*** Reading passage Section Begins ***

Using AI agents at every stage is just the beginning; you can also leverage them to transition seamlessly between stages.

Everywhere

AI agents can review gaps between stages and evaluate whether changes were deliberate decisions or oversights. Traditional linear processes rely on human gatekeepers before stage transitions, but AI enables bidirectional validation. This achieves the ultimate goal of any other agile process: to shorten the feedback cycle.

As moving between stages becomes easier, each stage’s focus shifts from rigid process to flexible perspective. Linear development often brings new insights, particularly when working with unfamiliar products or tech stacks. Why not leverage these insights to revisit earlier processes and adapt your acceptance criteria based on implementation discoveries?

To facilitate these perspectives, I have created chat modes to reflect each viewpoint. Refinement mode reviews or adapts the user story by looking at other stages. Architect mode does the same for the design. I have not yet found a need for an implementation chat mode, as that seems to come naturally to the GitHub Copilot Agent.

During recent development work, I encountered constraints that necessitated design changes. This even sparked renewed discussions about acceptance criteria, criteria that had supposedly been discussed and team-approved. I found myself repeatedly switching between analysis, design, and implementation. Each decision point offered multiple perspectives on the problem for reference. Copilot helped identify gaps between analysis, design, and implementation, giving me moments to distinguish between deliberate changes and forgotten details.

Now we have explored the transition between stages, let’s fully enter the Multiverse Development Cycle.

*** Reading passage Section Ends ***
*** Source information Section Begins ***

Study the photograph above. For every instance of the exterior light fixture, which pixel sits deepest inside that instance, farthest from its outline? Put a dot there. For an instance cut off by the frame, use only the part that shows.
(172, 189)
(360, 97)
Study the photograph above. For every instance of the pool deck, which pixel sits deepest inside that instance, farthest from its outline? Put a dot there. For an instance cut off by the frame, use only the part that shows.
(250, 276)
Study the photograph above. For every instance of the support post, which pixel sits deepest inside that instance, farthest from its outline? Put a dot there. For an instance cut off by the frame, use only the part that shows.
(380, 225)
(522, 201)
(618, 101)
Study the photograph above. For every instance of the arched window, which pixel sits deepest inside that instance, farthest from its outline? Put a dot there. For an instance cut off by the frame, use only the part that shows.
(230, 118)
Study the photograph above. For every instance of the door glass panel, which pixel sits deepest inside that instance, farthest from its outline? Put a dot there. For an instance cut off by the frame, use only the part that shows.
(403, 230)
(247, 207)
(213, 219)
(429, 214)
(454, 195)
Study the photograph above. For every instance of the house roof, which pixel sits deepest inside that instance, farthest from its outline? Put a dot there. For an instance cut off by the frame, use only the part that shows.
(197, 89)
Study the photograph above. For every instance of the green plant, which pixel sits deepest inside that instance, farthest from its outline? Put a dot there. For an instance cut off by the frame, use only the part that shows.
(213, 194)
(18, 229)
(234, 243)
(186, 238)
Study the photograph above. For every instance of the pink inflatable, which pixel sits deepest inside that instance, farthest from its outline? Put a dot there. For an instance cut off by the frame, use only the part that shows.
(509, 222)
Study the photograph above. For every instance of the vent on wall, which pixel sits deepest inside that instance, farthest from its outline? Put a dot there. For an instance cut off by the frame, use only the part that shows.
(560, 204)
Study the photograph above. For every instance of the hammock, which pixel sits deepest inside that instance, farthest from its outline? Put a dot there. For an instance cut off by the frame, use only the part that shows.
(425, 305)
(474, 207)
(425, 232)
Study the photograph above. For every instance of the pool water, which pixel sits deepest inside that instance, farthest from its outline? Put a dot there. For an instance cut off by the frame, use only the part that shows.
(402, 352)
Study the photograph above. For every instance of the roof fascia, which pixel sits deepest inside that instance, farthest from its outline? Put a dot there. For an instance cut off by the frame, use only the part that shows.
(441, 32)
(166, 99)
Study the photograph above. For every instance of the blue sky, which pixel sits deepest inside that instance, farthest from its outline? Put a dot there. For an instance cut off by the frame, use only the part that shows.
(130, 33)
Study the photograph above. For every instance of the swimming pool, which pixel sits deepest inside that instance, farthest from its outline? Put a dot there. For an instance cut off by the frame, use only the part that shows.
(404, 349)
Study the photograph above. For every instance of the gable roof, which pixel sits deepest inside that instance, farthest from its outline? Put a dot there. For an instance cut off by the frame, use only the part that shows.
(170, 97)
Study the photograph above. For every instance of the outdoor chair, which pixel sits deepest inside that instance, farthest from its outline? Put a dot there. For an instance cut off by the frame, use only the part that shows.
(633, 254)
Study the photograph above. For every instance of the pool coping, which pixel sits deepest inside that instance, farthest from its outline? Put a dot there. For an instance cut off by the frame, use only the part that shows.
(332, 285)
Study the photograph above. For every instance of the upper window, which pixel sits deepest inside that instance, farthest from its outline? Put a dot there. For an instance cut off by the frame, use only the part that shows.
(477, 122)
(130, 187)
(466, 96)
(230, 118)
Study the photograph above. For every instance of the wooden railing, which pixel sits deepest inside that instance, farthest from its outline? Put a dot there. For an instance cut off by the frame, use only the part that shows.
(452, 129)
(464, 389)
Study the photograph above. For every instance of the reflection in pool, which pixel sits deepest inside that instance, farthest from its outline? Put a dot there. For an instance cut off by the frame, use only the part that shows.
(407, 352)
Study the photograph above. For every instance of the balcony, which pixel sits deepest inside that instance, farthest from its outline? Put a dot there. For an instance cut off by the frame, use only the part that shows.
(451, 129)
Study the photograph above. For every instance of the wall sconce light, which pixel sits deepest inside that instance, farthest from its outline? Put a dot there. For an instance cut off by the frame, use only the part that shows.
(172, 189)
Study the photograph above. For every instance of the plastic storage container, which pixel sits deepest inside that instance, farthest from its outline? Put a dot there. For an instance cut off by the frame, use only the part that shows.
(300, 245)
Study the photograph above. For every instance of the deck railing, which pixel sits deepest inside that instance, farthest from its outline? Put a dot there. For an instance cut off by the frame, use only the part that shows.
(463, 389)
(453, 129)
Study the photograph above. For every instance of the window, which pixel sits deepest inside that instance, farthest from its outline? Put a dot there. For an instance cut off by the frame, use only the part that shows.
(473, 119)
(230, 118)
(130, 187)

*** Source information Section Ends ***

* Assignment 1:
Summarize the passage on moving between development stages in two sentences.
* Assignment 2:
According to the passage on moving between development stages, why has the author not created an implementation chat mode?
This data has no role in the work here.

* Task result 1:
AI agents can review gaps between development stages and judge whether changes were deliberate decisions or oversights, which shortens the feedback cycle. The author created refinement and architect chat modes to reflect each stage's viewpoint, and in recent work used Copilot to identify gaps between analysis, design, and implementation while switching among them.

* Task result 2:
Implementation seems to come naturally to the GitHub Copilot Agent.